**Data for analysis:**
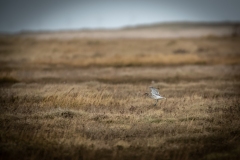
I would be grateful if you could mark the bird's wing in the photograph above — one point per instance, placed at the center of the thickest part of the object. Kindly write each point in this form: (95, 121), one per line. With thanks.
(154, 91)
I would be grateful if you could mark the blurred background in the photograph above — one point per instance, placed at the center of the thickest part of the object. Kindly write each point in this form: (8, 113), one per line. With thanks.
(28, 15)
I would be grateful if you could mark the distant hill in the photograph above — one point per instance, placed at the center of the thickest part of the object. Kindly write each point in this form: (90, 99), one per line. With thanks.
(158, 30)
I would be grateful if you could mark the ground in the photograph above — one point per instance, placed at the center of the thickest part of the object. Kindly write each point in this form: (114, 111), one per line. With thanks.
(83, 98)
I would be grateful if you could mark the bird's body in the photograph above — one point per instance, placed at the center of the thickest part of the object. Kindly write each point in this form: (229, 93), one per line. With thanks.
(155, 94)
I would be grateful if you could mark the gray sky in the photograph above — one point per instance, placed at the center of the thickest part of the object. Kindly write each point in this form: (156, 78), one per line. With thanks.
(17, 15)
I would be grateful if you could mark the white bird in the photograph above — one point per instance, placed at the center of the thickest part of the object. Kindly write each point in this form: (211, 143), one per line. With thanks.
(155, 95)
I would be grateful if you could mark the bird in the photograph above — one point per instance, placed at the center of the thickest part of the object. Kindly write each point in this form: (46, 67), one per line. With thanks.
(155, 95)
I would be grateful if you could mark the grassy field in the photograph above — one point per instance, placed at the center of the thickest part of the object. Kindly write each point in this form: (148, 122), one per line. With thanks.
(84, 98)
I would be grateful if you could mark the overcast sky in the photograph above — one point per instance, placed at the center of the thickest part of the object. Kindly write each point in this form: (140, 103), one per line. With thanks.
(17, 15)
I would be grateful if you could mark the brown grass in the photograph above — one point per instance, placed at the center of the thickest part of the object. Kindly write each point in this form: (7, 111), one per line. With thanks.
(84, 99)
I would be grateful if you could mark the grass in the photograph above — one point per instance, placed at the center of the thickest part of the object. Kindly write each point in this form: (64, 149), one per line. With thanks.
(84, 99)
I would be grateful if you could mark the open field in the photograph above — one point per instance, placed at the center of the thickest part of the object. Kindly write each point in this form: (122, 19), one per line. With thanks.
(84, 98)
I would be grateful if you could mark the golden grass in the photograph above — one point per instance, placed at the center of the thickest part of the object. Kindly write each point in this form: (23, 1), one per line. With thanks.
(120, 52)
(94, 119)
(84, 99)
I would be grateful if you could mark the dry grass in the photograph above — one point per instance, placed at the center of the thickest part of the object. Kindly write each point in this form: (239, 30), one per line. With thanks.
(55, 106)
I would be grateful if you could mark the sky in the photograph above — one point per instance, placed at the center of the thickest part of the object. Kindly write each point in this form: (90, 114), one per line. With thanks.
(37, 15)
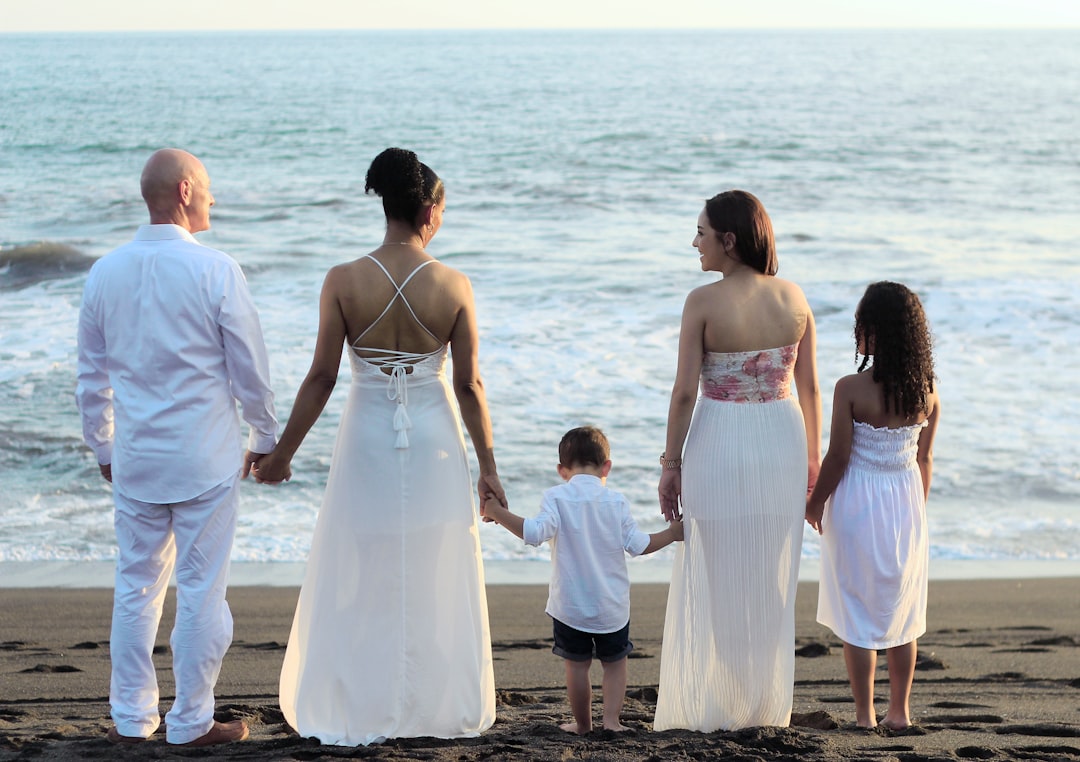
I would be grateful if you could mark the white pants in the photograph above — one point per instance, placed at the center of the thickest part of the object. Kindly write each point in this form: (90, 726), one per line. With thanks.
(194, 538)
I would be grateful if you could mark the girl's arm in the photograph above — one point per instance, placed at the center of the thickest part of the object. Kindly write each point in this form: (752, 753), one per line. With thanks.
(684, 393)
(315, 389)
(926, 454)
(809, 392)
(469, 390)
(839, 451)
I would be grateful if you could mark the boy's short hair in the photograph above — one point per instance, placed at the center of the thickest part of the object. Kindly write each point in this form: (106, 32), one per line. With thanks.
(583, 446)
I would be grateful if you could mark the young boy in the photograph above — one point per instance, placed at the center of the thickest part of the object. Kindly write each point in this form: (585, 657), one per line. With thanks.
(590, 529)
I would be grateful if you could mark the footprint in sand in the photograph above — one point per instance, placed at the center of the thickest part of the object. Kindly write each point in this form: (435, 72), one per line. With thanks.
(51, 668)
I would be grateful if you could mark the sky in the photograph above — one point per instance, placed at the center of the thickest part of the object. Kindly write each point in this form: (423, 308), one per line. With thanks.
(122, 15)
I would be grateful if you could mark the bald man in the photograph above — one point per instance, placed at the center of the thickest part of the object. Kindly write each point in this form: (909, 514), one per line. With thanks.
(169, 341)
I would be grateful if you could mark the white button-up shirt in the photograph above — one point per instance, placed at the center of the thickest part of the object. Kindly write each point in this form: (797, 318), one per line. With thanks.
(591, 530)
(169, 341)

**Assigned task:** Would you output each entry exactly and leave the pictures behind?

**Response to this task:**
I would be grateful if you could mark the bird's wing in the photograph above — one point per instance, placed at the center of the thickest part of the object. Kindly write each point in this form: (95, 121), one per line. With thanks.
(154, 91)
I would be grateful if you could mark the blurred background in the photograph above — one point per instance, placed at the center of the thickest part of the object. Kindly write each point in this form: (8, 113), one per line. With thanks.
(28, 15)
I would be grateful if you could mark the distant hill in the photograph above — one point per instance, placed at the center of the thickest part of the object. Kindly write each point in this form: (90, 99), one per line. With thanks.
(158, 30)
I would be grateful if you could mark the ground in the photograph above — one point per instance, placed at the center of the thickest part of the object. Kindly write each point in this form: (114, 111), one per line. With thanks.
(83, 98)
I would be grateful if you could mark the bird's body in the photograph above — one point per instance, placed at the center of the thickest part of the object. Kindly write each point in this form: (229, 93), one per line. With thanks.
(155, 94)
I would be grateful if you could mark the gray sky in the photograph above — one point per instance, placed at the center of the thickest part of the object. Kindly write each point in this form: (156, 78), one per line. With thanks.
(17, 15)
I would be grateful if you could mark the white bird in the photograph above — one point per instance, placed at the center of the thickest part of the object. Kindly write each point in this form: (211, 143), one per line. With thanks.
(155, 95)
I would be grateful if you could mark the bird in the photograph above — one point per instance, placed at the center of the thickest part of the object. Kindly write each point in this form: (46, 67), one per line. With thanks.
(155, 95)
I would be grateful if you could mark the grassy field in the photograph above — one point per instance, placed at the center of the thickest part of the object. Kindly write each point in this form: (148, 122), one per line. With thanks.
(84, 98)
I would be grateful if you could mark the overcast sky in the photograph above — one point per instance, placed at the center of the thickest part of the object. Kindly write each point in this form: (140, 103), one per line. With thanks.
(17, 15)
I would be grateful if you could mark the brown grass in the photograph above — one point per instance, placed at the center of the thickest part of the object. Kindly write each point in this form: (7, 111), one per line. With thanks.
(84, 99)
I would be grateful if you could mark the grass in the photograph above — one point per instance, placed at the center of the thickest part of the object. Kindly write each point in this form: (64, 149), one per line. With thanks.
(84, 99)
I would be grateful if you could mark the open field in the photograph above — one point per instance, placed at the center of the thickest part of the object. Kindly write each point in this form: (122, 19), one per line. With thanks.
(84, 98)
I would be grateful if you could mark the golden grass in the photograph above — one point per instance, placed at the center of the thickest part of the object. Kindly write each point in this form: (23, 1), one per line. With thanks.
(120, 52)
(94, 119)
(84, 99)
I would be grateful if you could mark the dry grass in the photograph above — one point per instance, placed at the center of the thickest part of the object. Kindly write each point in this form: (239, 30), one per line. With thanks.
(55, 106)
I would be grateful if you could mark the sky in the photograph above — one point per instance, placed at the center of the thickest part of the object. Kindly write each point in this form: (90, 114), one per line. With thanks.
(37, 15)
I would be grateful if you could mark the white pants in the photograph above — one point per instance, placed at the center of the thickest part of the object. Kindly write each point in this form: (90, 726), one per line. With thanks.
(194, 538)
I would be grateful if you could mark the girl's arm in the photograph above — one point per instance, placed at the center of the thickest part of the object. Kindly write each point in this form: (752, 753), one per line. With thanks.
(684, 393)
(315, 389)
(926, 454)
(809, 392)
(469, 390)
(839, 451)
I would be grateful if you could mark the boy's short hair in the photograph above — one point per instance, placed at the center of the thickest part of the object. Kindly write each point in this form: (106, 32), one per line. With thanks.
(583, 446)
I would be grateful if you could mark the young boy in the photograph above — one point per instance, placed at the center of the thickest part of the object. Kindly write each point in this form: (585, 657), one per line. With thanks.
(590, 529)
I would be grateful if you could mark the footprint in sand in the photograph above — one point per instance, placed at the center of the thickest part of the object. Kindly write each point in this form: (435, 72), one per line. With thanks.
(51, 668)
I would be grateful if you could mark the sky in the photograph above — one point per instance, placed at the center of the thickest part of the object. Kindly write each point in this form: (423, 308), one per line. With thanks.
(122, 15)
I would be grateful if you could mark the bald man in the photograph above — one point per instance, placed at the center of the thickest part of the object. Kindly write each point in this form: (909, 514), one per line. With thanks.
(169, 341)
I would be grateful if you could mark the white button-up shirt in the photograph above — one point per instance, placed at the center of the thickest part of the object. Kindly write each point in this form: (797, 318), one per line. With thanks.
(591, 530)
(169, 341)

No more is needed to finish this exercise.